*** Exercise data ***
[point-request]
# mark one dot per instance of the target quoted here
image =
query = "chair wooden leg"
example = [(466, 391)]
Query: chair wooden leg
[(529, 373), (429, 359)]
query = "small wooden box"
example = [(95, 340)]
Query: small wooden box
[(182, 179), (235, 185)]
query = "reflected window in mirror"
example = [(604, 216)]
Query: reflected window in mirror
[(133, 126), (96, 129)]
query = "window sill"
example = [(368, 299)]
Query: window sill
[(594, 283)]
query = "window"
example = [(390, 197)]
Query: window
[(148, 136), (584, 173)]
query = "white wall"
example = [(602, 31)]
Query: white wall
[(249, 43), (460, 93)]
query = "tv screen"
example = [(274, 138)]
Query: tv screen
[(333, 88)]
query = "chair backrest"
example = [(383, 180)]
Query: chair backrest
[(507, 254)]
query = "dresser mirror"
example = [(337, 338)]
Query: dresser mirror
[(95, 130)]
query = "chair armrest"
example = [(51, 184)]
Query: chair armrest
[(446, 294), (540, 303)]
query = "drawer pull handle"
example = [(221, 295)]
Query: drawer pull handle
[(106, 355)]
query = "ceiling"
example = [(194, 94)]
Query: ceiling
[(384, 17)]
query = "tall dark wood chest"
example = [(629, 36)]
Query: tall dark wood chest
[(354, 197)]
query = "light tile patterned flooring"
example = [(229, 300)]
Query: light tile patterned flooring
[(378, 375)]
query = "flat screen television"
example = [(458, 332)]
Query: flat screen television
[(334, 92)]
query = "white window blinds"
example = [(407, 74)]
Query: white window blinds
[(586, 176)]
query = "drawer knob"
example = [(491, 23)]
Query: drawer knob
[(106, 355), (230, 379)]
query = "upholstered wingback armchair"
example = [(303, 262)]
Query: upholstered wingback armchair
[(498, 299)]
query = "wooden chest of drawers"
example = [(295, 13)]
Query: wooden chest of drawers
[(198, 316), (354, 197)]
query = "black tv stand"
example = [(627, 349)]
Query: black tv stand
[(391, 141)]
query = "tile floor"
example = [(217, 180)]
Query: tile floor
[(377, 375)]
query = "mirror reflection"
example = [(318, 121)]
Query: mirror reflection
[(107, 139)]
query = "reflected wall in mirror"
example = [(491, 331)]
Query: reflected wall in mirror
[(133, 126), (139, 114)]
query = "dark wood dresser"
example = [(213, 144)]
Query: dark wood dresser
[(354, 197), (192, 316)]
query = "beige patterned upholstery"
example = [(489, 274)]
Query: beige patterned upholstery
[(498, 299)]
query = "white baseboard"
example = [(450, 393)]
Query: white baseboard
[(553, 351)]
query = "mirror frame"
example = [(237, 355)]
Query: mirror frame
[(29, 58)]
*** End of Exercise data ***
◆ **What this task involves**:
The last part of the records is the answer, beginning at the line that holds "Query: beige patterned upholstery" and including the final line, repeated exactly.

◆ **Result for this task**:
Query: beige patterned upholstery
[(498, 299)]
query = "white baseboard"
example = [(450, 393)]
Query: white baseboard
[(553, 351)]
query = "mirror frame"
example = [(237, 355)]
Query: mirror frame
[(29, 58)]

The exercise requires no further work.